# Required action
Read the passage on dosimeters and lead aprons below, then decide whether each of these statements agrees with it. Answer yes or no for each, and quote the exact words from the passage that decide it.
1. A dosimeter worn under a lead apron records the dose to the body parts left uncovered.
2. A worker who wears a lead apron and has been given one dosimeter should wear it outside the apron at the collar.
3. The background exposure measured by the control dosimeter includes radiation picked up while the badges are in the mail.

[Opening Reading passage section]

With the monthly or quarterly service, a "control" (or baseline) dosimeter will be provided, which must be kept in a known radiation-free area (i.e., away from X-ray machine's beam and scatter area, and NOT in the "control booth!") during the period when the other badges are worn by staff. The purpose is to measure any "background" exposure (radiation picked up during mail transit, due to cosmic rays, and other unavoidable radiation from the naturally occurring isotopes in certain building materials, and the soil and rock in our environment) which is separate from the exposure a person gets from occupational work. Using a control ensures that ONLY the exposure (if any) due to occupational duties is reported to you.

The Lead Apron

If a leaded apron is worn for X-ray work (i.e., mobile X-ray, fluoroscopy), and you are assigned a dosimeter, you should wear it OUTSIDE of the apron at the collar/neck region, so that exposure to your head, neck, eyes and thyroid can be measured. If the dosimeter is worn under the apron, it will be shielded and will not record the dose to your exposed body parts. If two clearly designated (inner and outer) dosimeters are assigned to a apron-wearing worker, one can be worn inside the apron. In fact, this is the ideal protocol for pregnant X-ray operators.

[Closing Reading passage section]
[Opening Data provided section]

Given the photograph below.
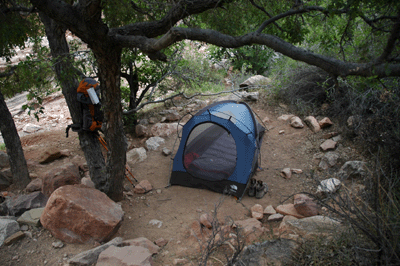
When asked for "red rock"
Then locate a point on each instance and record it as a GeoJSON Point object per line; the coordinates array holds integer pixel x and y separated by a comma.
{"type": "Point", "coordinates": [288, 209]}
{"type": "Point", "coordinates": [14, 238]}
{"type": "Point", "coordinates": [49, 154]}
{"type": "Point", "coordinates": [67, 174]}
{"type": "Point", "coordinates": [141, 130]}
{"type": "Point", "coordinates": [144, 186]}
{"type": "Point", "coordinates": [305, 205]}
{"type": "Point", "coordinates": [35, 185]}
{"type": "Point", "coordinates": [296, 122]}
{"type": "Point", "coordinates": [269, 210]}
{"type": "Point", "coordinates": [286, 173]}
{"type": "Point", "coordinates": [77, 214]}
{"type": "Point", "coordinates": [328, 145]}
{"type": "Point", "coordinates": [142, 242]}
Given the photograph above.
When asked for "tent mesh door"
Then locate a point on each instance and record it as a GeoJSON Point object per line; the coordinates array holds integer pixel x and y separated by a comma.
{"type": "Point", "coordinates": [210, 152]}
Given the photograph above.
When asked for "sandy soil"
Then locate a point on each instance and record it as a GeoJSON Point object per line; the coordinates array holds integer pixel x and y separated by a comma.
{"type": "Point", "coordinates": [177, 207]}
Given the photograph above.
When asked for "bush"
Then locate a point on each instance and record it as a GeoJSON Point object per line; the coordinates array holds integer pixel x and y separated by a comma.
{"type": "Point", "coordinates": [374, 107]}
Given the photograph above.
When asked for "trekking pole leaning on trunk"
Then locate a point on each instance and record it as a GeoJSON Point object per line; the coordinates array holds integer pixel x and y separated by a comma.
{"type": "Point", "coordinates": [104, 143]}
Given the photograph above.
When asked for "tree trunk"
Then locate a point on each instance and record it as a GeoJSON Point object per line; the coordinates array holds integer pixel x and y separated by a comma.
{"type": "Point", "coordinates": [67, 76]}
{"type": "Point", "coordinates": [19, 168]}
{"type": "Point", "coordinates": [109, 62]}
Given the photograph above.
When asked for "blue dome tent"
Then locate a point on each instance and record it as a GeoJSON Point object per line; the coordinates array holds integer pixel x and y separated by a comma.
{"type": "Point", "coordinates": [219, 149]}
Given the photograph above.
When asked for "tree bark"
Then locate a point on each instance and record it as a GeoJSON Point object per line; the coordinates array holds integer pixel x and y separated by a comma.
{"type": "Point", "coordinates": [19, 168]}
{"type": "Point", "coordinates": [109, 62]}
{"type": "Point", "coordinates": [67, 75]}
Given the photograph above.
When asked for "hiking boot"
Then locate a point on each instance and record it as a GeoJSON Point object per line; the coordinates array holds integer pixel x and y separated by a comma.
{"type": "Point", "coordinates": [252, 188]}
{"type": "Point", "coordinates": [261, 189]}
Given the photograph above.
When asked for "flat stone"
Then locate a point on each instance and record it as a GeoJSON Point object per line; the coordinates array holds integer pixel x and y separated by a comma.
{"type": "Point", "coordinates": [142, 242]}
{"type": "Point", "coordinates": [90, 257]}
{"type": "Point", "coordinates": [286, 173]}
{"type": "Point", "coordinates": [328, 145]}
{"type": "Point", "coordinates": [14, 238]}
{"type": "Point", "coordinates": [330, 185]}
{"type": "Point", "coordinates": [275, 217]}
{"type": "Point", "coordinates": [296, 122]}
{"type": "Point", "coordinates": [328, 160]}
{"type": "Point", "coordinates": [257, 211]}
{"type": "Point", "coordinates": [288, 209]}
{"type": "Point", "coordinates": [285, 117]}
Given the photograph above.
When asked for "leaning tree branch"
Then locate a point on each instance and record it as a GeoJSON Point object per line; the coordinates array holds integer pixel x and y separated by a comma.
{"type": "Point", "coordinates": [180, 94]}
{"type": "Point", "coordinates": [331, 65]}
{"type": "Point", "coordinates": [10, 71]}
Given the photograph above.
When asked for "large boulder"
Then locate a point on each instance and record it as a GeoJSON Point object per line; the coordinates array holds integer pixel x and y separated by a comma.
{"type": "Point", "coordinates": [353, 169]}
{"type": "Point", "coordinates": [251, 229]}
{"type": "Point", "coordinates": [78, 214]}
{"type": "Point", "coordinates": [5, 182]}
{"type": "Point", "coordinates": [7, 228]}
{"type": "Point", "coordinates": [154, 142]}
{"type": "Point", "coordinates": [125, 256]}
{"type": "Point", "coordinates": [67, 174]}
{"type": "Point", "coordinates": [49, 154]}
{"type": "Point", "coordinates": [311, 226]}
{"type": "Point", "coordinates": [90, 257]}
{"type": "Point", "coordinates": [136, 155]}
{"type": "Point", "coordinates": [254, 81]}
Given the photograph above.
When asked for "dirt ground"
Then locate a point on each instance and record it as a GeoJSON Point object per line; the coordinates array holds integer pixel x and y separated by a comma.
{"type": "Point", "coordinates": [177, 207]}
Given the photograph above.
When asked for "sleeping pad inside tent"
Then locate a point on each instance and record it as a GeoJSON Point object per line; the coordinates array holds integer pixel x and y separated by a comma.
{"type": "Point", "coordinates": [219, 149]}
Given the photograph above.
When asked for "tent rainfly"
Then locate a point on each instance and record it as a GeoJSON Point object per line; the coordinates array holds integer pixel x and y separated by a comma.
{"type": "Point", "coordinates": [219, 149]}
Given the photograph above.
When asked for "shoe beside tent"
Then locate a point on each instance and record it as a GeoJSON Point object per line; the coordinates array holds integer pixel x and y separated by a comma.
{"type": "Point", "coordinates": [219, 149]}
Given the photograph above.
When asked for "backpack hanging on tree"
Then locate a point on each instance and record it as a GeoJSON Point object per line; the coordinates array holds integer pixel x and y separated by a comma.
{"type": "Point", "coordinates": [88, 95]}
{"type": "Point", "coordinates": [92, 116]}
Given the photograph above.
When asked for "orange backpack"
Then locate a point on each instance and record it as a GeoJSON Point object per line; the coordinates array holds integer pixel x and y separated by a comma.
{"type": "Point", "coordinates": [92, 113]}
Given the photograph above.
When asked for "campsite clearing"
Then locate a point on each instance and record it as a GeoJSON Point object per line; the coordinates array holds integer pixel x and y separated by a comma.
{"type": "Point", "coordinates": [169, 212]}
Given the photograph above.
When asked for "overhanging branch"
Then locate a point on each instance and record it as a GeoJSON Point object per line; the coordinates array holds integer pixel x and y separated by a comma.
{"type": "Point", "coordinates": [331, 65]}
{"type": "Point", "coordinates": [180, 94]}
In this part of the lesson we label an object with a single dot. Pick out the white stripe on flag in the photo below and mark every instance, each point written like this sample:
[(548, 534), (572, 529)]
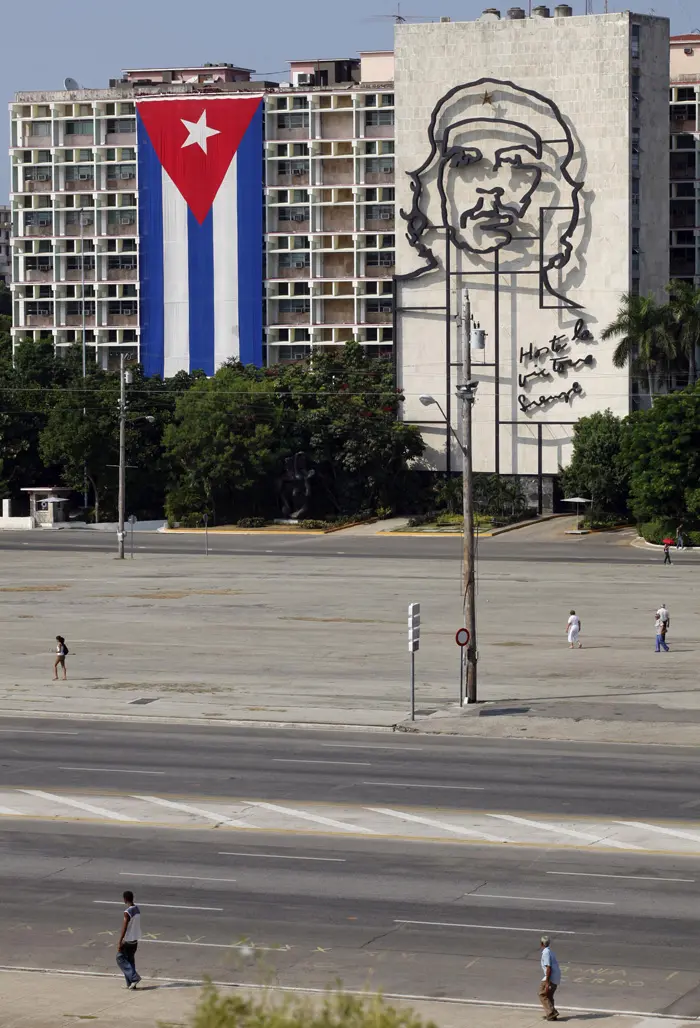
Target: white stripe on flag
[(176, 279), (225, 231)]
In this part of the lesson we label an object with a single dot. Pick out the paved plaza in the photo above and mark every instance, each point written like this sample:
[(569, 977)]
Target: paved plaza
[(274, 636)]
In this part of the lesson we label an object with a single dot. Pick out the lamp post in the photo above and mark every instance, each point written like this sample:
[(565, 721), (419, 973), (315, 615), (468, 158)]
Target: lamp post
[(122, 453), (466, 392)]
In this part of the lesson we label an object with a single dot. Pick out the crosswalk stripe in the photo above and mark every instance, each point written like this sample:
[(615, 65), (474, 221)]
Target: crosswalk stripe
[(100, 811), (199, 811), (677, 833), (559, 830), (433, 822), (305, 815)]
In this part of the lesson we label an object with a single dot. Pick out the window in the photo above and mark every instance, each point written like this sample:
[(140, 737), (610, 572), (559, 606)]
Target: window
[(378, 212), (379, 306), (295, 306), (120, 126), (292, 120), (293, 214), (78, 127), (379, 164), (376, 259), (379, 117)]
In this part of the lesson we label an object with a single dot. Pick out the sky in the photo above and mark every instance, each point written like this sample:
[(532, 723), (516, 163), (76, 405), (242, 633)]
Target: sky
[(94, 42)]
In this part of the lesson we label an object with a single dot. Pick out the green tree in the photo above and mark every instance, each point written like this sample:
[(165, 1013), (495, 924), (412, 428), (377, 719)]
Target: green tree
[(684, 308), (597, 468), (646, 341), (662, 448), (342, 409), (225, 444)]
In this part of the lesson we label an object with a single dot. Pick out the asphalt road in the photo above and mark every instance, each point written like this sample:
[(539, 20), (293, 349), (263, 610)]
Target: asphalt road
[(272, 764), (407, 917), (594, 549)]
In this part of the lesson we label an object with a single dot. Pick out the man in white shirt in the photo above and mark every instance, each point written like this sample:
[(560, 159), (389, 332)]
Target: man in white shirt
[(551, 980), (129, 942)]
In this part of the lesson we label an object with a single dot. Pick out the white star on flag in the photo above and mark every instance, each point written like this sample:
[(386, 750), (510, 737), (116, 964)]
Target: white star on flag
[(198, 132)]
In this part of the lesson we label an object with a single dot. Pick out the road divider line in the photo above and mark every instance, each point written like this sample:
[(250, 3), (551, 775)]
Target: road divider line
[(489, 927), (433, 822), (189, 878), (287, 856), (636, 878), (424, 784), (291, 760), (198, 811), (159, 906), (112, 770), (559, 830), (79, 805), (492, 895), (677, 833), (306, 816)]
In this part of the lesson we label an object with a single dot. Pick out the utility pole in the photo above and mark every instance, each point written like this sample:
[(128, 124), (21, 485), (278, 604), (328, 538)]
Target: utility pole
[(467, 393), (122, 456)]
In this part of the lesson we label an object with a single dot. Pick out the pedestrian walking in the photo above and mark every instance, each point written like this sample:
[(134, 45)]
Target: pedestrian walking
[(129, 942), (551, 979), (662, 623), (573, 629), (61, 654)]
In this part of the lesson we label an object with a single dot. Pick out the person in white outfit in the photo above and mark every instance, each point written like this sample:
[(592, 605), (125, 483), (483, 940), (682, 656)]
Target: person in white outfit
[(573, 629)]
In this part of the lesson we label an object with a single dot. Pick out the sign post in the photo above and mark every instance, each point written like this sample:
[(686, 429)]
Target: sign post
[(462, 638), (132, 521), (413, 645)]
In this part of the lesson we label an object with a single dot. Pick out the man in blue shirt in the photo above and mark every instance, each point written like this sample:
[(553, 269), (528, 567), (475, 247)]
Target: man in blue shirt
[(551, 980)]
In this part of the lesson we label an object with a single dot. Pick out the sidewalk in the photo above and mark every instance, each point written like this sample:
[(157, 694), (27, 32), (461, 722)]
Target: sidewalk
[(33, 999)]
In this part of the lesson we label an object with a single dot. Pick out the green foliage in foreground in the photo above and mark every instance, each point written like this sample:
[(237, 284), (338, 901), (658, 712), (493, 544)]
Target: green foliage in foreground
[(336, 1010)]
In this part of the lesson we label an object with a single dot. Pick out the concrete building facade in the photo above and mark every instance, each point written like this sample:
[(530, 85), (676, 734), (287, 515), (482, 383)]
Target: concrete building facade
[(531, 157)]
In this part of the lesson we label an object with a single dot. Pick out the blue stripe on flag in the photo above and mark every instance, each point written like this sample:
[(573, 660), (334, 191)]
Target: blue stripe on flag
[(250, 184), (150, 255), (200, 266)]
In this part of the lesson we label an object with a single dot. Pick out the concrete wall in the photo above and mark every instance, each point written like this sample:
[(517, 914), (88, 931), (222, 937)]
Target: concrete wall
[(583, 65)]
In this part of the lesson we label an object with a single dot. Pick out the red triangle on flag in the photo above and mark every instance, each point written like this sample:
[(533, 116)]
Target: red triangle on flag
[(195, 140)]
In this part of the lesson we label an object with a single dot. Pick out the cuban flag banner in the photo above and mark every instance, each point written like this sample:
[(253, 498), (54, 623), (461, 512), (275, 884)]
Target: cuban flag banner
[(200, 204)]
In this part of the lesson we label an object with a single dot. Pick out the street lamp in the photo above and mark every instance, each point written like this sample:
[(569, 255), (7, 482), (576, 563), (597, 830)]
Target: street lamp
[(466, 392), (122, 453)]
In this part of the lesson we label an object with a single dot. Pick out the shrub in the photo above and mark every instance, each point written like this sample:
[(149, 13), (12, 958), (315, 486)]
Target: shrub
[(251, 522), (335, 1010)]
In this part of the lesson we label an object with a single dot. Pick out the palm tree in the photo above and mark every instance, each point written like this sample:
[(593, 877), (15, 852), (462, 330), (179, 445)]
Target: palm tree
[(646, 338), (684, 307)]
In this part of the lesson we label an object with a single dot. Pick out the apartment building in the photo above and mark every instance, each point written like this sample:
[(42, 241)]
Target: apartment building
[(685, 158), (5, 261), (330, 207)]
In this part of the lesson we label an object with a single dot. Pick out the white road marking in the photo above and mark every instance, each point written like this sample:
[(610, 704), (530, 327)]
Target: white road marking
[(189, 878), (677, 833), (287, 856), (426, 784), (199, 811), (290, 760), (443, 825), (486, 927), (492, 895), (305, 815), (636, 878), (559, 830), (112, 770), (161, 906), (100, 811)]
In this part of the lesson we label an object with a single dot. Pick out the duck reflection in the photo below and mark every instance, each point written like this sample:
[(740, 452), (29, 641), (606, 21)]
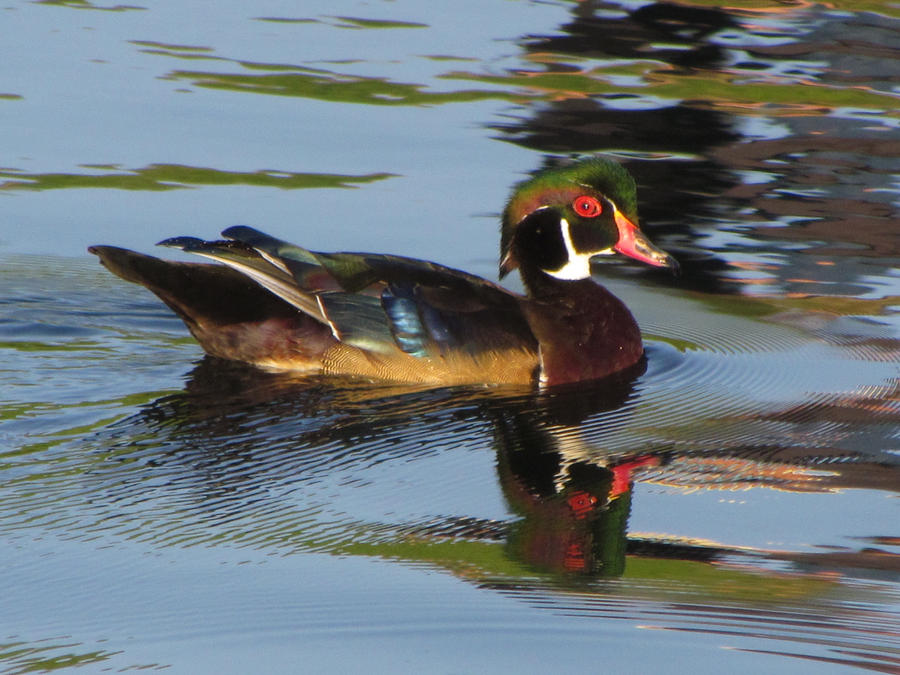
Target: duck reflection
[(573, 504), (241, 439)]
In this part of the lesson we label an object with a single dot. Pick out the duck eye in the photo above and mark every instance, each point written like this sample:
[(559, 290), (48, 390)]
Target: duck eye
[(587, 207)]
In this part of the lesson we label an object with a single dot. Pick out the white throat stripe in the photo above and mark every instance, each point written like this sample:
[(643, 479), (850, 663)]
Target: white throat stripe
[(578, 265)]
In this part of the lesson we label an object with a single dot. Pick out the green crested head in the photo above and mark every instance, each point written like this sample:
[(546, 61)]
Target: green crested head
[(558, 220)]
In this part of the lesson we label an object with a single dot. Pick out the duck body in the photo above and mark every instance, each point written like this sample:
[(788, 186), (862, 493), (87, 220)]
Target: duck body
[(391, 318)]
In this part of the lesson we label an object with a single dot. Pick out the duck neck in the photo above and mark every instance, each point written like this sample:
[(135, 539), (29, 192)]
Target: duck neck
[(585, 332)]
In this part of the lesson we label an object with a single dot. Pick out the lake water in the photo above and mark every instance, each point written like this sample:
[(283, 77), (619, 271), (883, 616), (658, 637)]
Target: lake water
[(733, 508)]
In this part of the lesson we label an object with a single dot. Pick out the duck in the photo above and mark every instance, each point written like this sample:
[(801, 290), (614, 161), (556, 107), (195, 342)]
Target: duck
[(278, 306)]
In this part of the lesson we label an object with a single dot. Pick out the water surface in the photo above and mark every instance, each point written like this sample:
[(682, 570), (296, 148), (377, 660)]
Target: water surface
[(731, 505)]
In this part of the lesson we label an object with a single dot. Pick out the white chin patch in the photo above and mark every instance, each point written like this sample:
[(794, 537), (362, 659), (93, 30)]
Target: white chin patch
[(578, 265)]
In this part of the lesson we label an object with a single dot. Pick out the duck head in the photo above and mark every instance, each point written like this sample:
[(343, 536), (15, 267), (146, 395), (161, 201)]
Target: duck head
[(557, 221)]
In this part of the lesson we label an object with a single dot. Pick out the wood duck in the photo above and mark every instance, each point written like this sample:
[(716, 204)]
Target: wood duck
[(398, 319)]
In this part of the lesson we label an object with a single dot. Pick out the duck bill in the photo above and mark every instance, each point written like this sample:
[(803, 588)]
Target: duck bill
[(634, 243)]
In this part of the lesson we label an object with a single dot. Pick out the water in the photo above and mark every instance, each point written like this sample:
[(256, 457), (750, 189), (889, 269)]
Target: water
[(733, 507)]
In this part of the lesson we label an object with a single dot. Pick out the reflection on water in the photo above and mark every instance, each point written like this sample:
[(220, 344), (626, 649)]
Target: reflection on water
[(739, 490)]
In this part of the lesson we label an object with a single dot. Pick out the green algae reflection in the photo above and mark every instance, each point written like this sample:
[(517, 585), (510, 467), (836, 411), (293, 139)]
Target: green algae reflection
[(178, 176)]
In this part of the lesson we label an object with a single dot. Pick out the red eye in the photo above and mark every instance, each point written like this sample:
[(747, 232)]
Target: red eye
[(587, 207)]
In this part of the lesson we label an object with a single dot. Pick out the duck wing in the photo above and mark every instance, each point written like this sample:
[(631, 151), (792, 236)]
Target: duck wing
[(382, 304)]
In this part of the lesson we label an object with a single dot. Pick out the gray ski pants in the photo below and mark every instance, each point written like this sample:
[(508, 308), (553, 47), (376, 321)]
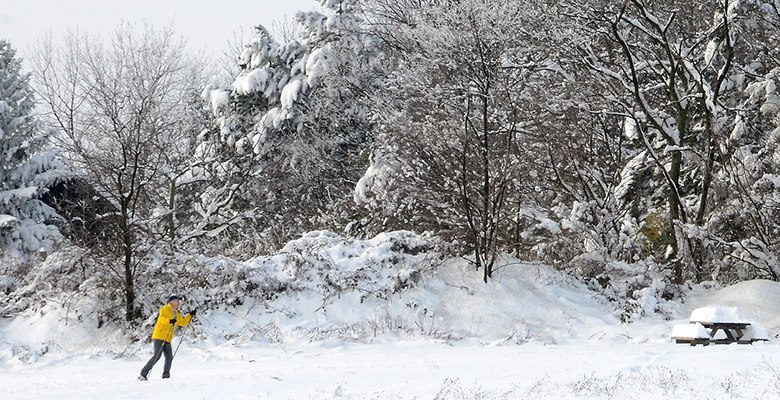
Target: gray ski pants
[(160, 347)]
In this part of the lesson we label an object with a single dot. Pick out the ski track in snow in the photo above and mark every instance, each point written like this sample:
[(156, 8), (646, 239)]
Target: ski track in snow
[(417, 370)]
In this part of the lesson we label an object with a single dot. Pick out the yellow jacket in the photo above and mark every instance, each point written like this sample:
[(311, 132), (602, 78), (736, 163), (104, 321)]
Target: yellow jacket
[(163, 330)]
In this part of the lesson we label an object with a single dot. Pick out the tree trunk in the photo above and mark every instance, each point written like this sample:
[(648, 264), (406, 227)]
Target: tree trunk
[(674, 214)]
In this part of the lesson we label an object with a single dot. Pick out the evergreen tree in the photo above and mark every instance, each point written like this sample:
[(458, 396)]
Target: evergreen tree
[(26, 168), (290, 133)]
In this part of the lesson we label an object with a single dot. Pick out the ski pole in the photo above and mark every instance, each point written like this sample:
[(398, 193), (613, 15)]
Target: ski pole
[(181, 339)]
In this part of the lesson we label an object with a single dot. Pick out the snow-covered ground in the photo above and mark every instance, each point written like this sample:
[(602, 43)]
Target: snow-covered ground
[(530, 333)]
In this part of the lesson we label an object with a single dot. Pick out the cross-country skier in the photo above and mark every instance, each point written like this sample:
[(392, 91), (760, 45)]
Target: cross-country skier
[(167, 320)]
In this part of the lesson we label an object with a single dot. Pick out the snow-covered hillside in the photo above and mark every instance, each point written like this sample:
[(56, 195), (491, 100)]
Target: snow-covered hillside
[(396, 323)]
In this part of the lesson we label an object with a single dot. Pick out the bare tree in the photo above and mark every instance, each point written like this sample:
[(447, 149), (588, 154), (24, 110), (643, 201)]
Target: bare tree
[(124, 112)]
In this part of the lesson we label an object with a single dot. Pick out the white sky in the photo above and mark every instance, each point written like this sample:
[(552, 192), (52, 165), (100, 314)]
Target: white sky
[(206, 24)]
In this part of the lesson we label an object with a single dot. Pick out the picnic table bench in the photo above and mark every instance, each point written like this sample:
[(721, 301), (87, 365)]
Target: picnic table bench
[(718, 325)]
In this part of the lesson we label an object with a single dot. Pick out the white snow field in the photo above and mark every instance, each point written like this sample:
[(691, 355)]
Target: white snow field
[(530, 333)]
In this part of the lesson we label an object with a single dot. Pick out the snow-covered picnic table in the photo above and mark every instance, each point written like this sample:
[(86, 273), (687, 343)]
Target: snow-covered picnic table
[(718, 325)]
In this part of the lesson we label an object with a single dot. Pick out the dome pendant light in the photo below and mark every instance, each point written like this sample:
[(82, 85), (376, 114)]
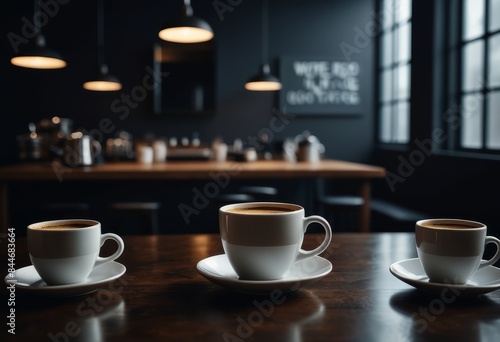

[Closing Data provided section]

# Result
1. No: "If the dosimeter is worn under the apron, it will be shielded and will not record the dose to your exposed body parts."
2. Yes: "you should wear it OUTSIDE of the apron at the collar/neck region"
3. Yes: "radiation picked up during mail transit"